No. They. Are. Not.  My reply to this trans-madness however is not the position shared by Labour’s intellectually challenged female MPs, who following the (il)logic have bought into it, hook, line and sinker. To date we are waiting for the Tories’ terrified opposite numbers to wise up to and reject the frightening parody of femaleness and femininity the trans movement is dictating. Would that it were only pantomime dame time – but it is not. It’s an insanity, and no doubt my pointing this out turns me into a ‘transphobe’ and guilty of a hate crime.

These are the contortions that fanatical feminism has led us into. Stripping us first of our family life and relationships (it’s wimmin who’ve turned their less affluent sisters into little more than economic cogs on a lonely work treadmill) they’ve now reduced what’s left of womanhood to a competing rights victim status up against – if you believe #MeToo – universally and irredeemably toxic men.

It’s this (new) patriarchy victim narrative (despite all the evidence of women being on top) that is the basis of the (old) feminists’ (so far failing) resistance to transgender self-identification.

After decades of insisting that men and women must be the same and interchangeable, transgenders have taken them at their word and invaded their woman’s space! It is Ground Zero moment. Feminist chickens have come home to roost. Are we the same or are we different? You can’t have it both ways. 

But it’s where devaluing maternity – making the one role that is unique to women signify nothing and regarding it as little more than an impediment – has led to.

Women have allowed millennia of suffering the pain, risk and death involved in childbirth and child rearing, as well as the fulfilment and joy, to be reduced to nothing.

Can you imagine this casual relegation of motherhood and its social role 50 years ago, when mothers, matrons and matriarchs were still linchpins of family and communities and more, and were listened to and respected as such? Now any so left not working are treated as third-class citizens. What’s happened to diversity here?

It is ironic that the feminists who deplored the stay at home mum now find themselves on the back foot in hiding, in back rooms in Oxford, trying to protect their femaleness with no one really listening to them. Least of all their Labour Party alma mater.

But the attempt to make women like men, the determination to ape men, believing this would bring them all the closer to equality, was destined to fail. Yet it is the idea that has shaped everything, most of all, that all that matters for women is their position in the public sphere, that all that matters, status wise, is work. Feminists’ determination to demote motherhood, to subordinate women’s prior commitment to relationships, family and child rearing, to the male obsession of work, has denied the relevance of sexual differences.

============

[How to complete this task] In the opinion piece on feminism and transgender self-identification, why does the writer say that "Feminist chickens have come home to roost"? Answer in one to three sentences. The material that comes next has no connection to the text above.

[Data]
============

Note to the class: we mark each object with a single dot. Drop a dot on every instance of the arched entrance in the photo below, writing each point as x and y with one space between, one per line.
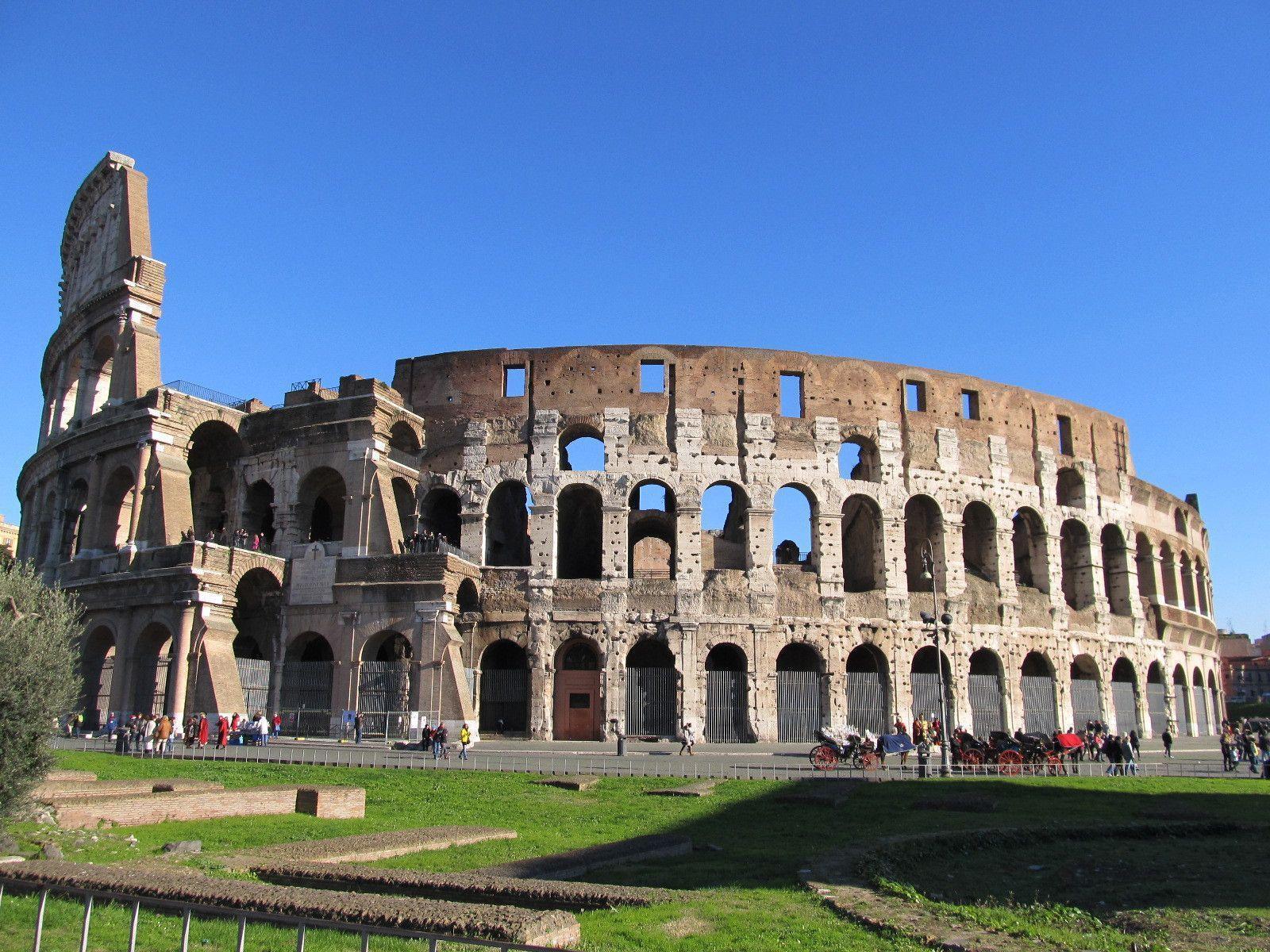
308 677
868 696
1041 704
651 689
505 689
725 696
798 693
577 692
1124 697
987 693
1086 692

============

[Solution] For decades, feminists insisted that men and women must be the same and interchangeable. The writer says transgender people have now taken them at their word and entered women's space. Feminists now face a question they cannot answer both ways: are the sexes the same or different?